### STATED EXERCISE
Revise the summary on AGN obscuration in high-redshift galaxies, beginning at the words "It provides new" and stopping after "nucleus is significant.", with "accretion episodes" replaced by "accretion phases".

### TEXT BLOCK

# Black hole obscuration and duty cycles mediated by AGN feedback in high   redshift galaxies

**Authors:** Maxime Trebitsch, Marta Volonteri, Yohan Dubois

arXiv: 1901.01261 · 2019-05-22

## TL;DR

This study uses high-resolution simulations to explore how AGN feedback and gas obscuration influence black hole growth and visibility in high-redshift galaxies, revealing that feedback limits accretion and dust obscuration affects observed luminosity functions.

## Contribution

It provides new insights into the role of gas and dust in obscuring AGN and regulating black hole growth during early galaxy evolution through detailed cosmological simulations.

## Key findings

- AGN feedback controls black hole growth and limits accretion episodes.
- Dust-enriched gas obscures AGN, reducing UV/optical visibility.
- Obscuration from gas outside the nucleus is significant.

### DATA

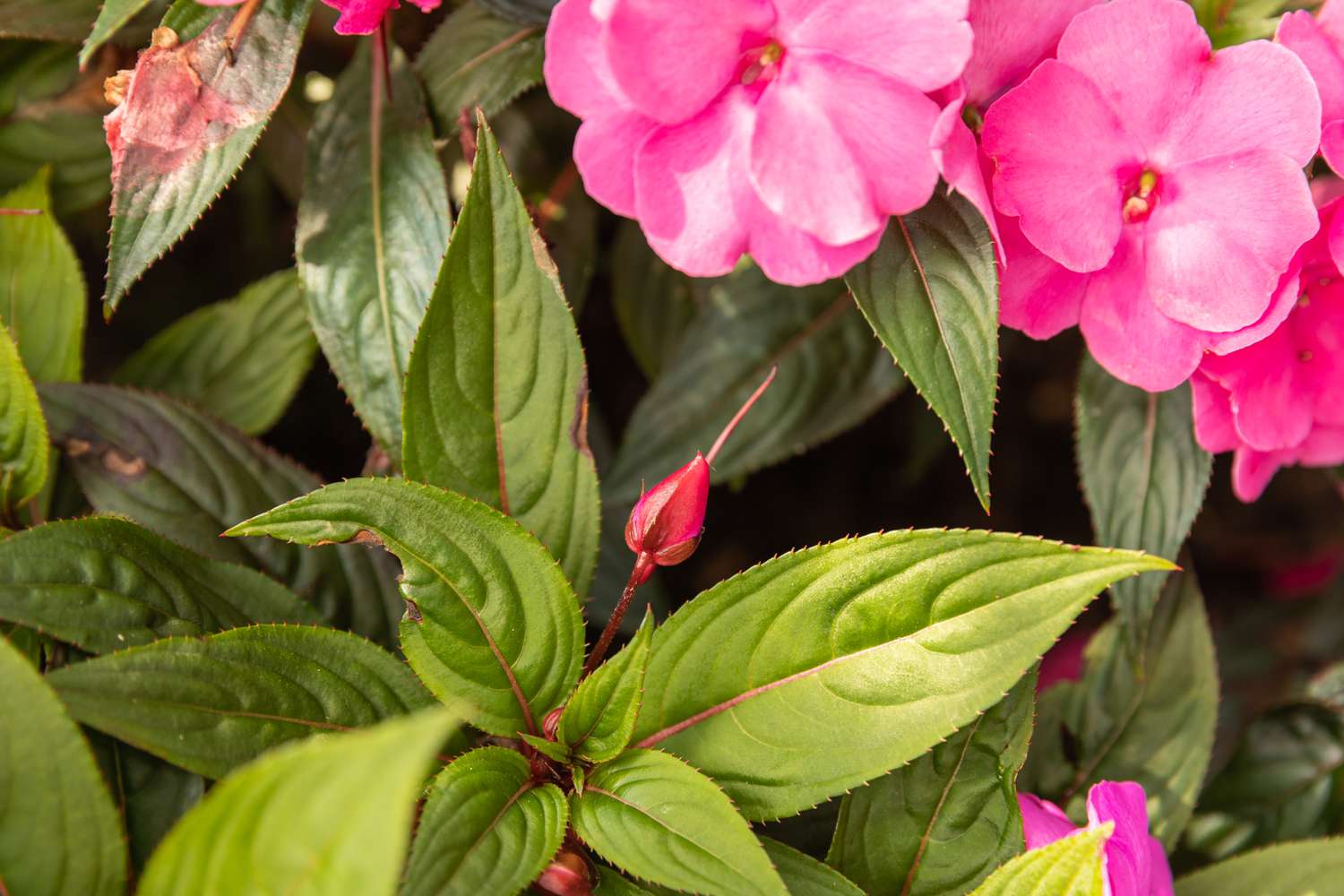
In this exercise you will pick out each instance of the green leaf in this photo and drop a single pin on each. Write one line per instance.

### PROBLEM SOLUTION
It provides new insights into the role of gas and dust in obscuring AGN and regulating black hole growth during early galaxy evolution through detailed cosmological simulations.

## Key findings

- AGN feedback controls black hole growth and limits accretion phases.
- Dust-enriched gas obscures AGN, reducing UV/optical visibility.
- Obscuration from gas outside the nucleus is significant.